DATA SECTION
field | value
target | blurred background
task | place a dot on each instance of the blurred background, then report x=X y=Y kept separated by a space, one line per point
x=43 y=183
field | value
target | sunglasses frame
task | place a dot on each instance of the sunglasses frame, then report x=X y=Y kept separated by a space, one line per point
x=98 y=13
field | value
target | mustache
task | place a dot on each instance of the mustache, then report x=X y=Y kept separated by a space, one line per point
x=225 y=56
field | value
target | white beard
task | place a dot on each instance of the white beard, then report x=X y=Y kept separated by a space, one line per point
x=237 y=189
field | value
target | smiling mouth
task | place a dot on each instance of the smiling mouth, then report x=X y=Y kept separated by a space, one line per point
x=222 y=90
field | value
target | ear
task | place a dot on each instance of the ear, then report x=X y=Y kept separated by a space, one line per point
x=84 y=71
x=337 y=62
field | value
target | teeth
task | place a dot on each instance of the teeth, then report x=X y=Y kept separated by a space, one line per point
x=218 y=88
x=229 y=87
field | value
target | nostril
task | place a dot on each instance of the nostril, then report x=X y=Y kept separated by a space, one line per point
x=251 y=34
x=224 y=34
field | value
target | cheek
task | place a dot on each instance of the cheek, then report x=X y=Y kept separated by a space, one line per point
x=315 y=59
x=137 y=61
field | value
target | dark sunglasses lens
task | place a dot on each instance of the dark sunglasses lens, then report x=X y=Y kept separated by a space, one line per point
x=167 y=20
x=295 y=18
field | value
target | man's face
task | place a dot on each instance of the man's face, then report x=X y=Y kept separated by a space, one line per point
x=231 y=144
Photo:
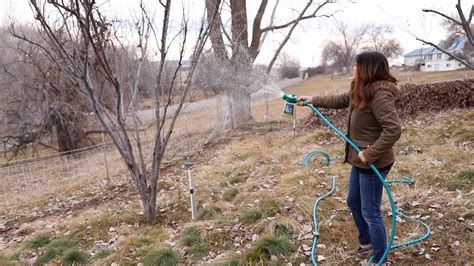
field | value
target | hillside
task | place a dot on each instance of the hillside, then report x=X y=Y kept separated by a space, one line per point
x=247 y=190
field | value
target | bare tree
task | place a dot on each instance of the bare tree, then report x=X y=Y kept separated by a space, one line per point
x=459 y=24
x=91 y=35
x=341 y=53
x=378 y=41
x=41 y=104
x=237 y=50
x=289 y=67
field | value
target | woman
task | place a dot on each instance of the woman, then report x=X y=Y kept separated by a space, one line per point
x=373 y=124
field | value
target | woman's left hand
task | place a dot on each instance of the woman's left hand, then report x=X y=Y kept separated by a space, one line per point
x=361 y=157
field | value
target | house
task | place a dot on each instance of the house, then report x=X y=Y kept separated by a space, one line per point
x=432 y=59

--

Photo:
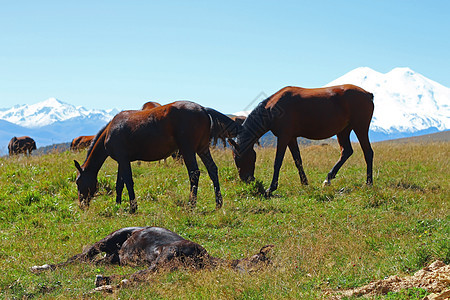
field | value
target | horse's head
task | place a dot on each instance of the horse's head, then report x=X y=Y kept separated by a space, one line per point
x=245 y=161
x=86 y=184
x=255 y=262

---

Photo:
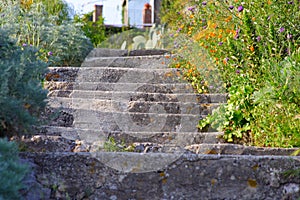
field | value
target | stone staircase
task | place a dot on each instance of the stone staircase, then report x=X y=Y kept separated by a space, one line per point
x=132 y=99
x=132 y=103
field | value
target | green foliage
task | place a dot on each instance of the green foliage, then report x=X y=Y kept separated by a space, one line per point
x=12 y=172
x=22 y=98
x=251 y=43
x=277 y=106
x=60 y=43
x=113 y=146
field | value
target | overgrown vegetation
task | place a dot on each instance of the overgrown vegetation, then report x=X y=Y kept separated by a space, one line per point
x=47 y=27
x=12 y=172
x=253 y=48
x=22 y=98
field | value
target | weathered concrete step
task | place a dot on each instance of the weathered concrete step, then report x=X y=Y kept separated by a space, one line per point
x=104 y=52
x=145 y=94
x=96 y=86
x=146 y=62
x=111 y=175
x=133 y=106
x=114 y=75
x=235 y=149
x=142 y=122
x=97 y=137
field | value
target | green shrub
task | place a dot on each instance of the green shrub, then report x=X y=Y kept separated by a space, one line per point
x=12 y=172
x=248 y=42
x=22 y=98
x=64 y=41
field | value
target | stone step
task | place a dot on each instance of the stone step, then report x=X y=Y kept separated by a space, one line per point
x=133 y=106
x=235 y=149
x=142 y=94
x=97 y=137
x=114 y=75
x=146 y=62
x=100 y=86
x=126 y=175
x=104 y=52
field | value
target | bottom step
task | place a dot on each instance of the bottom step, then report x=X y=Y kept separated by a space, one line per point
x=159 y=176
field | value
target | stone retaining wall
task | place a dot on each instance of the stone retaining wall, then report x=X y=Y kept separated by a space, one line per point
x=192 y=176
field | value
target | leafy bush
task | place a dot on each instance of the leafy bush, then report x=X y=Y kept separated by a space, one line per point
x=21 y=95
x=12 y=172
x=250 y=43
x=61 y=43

STATED EXERCISE
State how many lines of the entries above contain the word "stone". Give only the number.

SOLUTION FOR THIS EXERCISE
6